→ **Description of the task**:
Using the data below, return every line that holds the word "query".

→ **Data to use**:
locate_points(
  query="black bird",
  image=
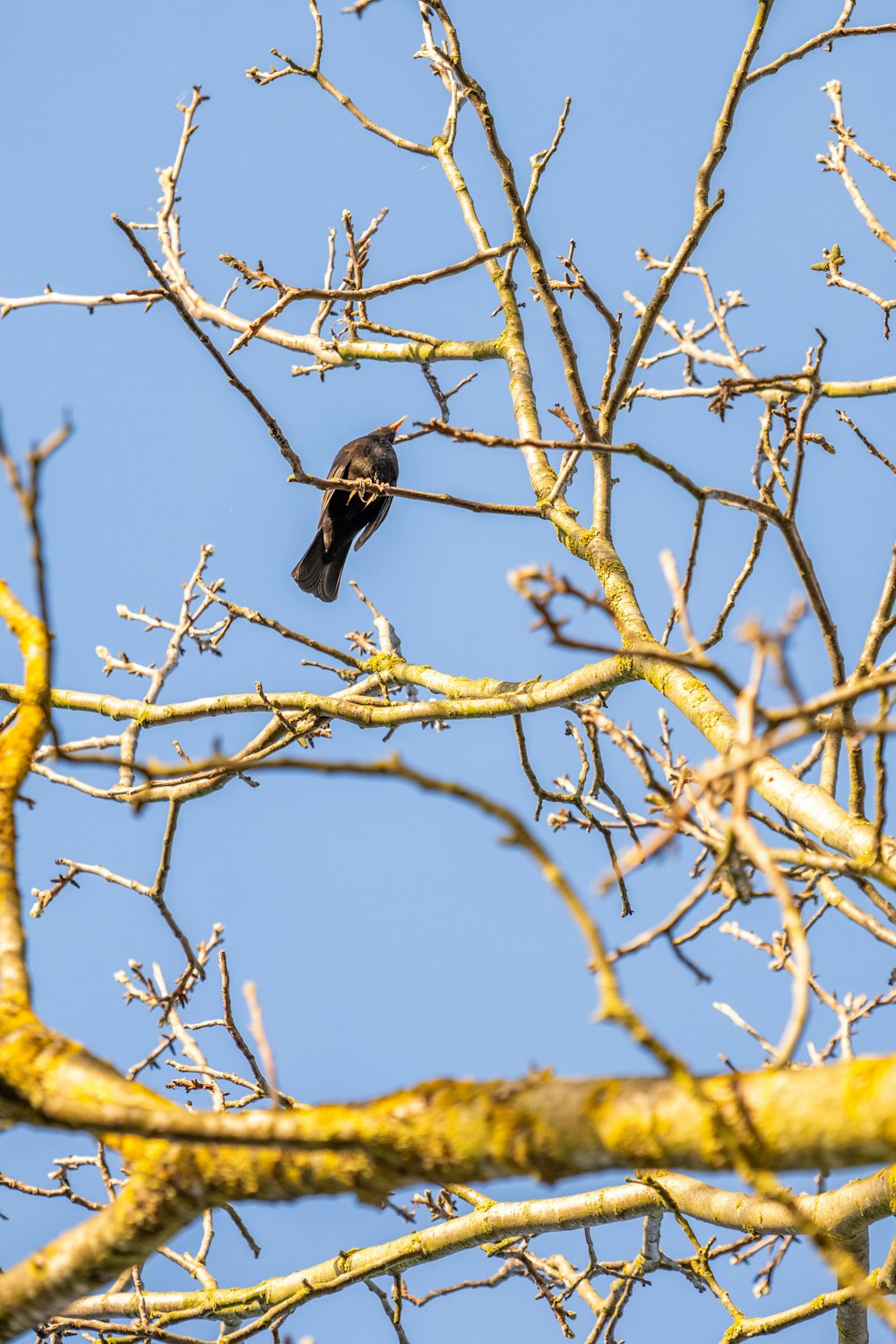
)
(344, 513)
...
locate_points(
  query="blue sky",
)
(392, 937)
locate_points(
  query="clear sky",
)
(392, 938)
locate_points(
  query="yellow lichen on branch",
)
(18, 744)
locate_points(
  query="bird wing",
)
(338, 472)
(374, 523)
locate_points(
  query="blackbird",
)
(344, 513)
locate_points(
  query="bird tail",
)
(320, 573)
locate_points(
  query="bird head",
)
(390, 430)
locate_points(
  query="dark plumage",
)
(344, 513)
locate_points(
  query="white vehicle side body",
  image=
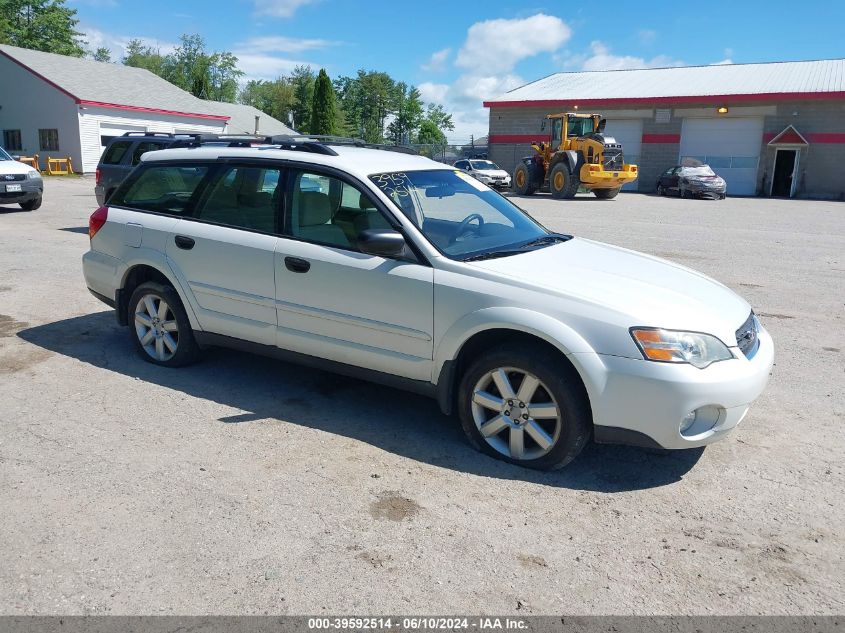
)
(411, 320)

→ **Output of the exercise**:
  query="black bird",
  query="blue sky",
  query="clear sky",
  query="yellow lichen on branch",
  query="bird wing",
  query="blackbird",
  query="bird tail",
  query="bird head",
  query="dark plumage",
  query="white vehicle side body",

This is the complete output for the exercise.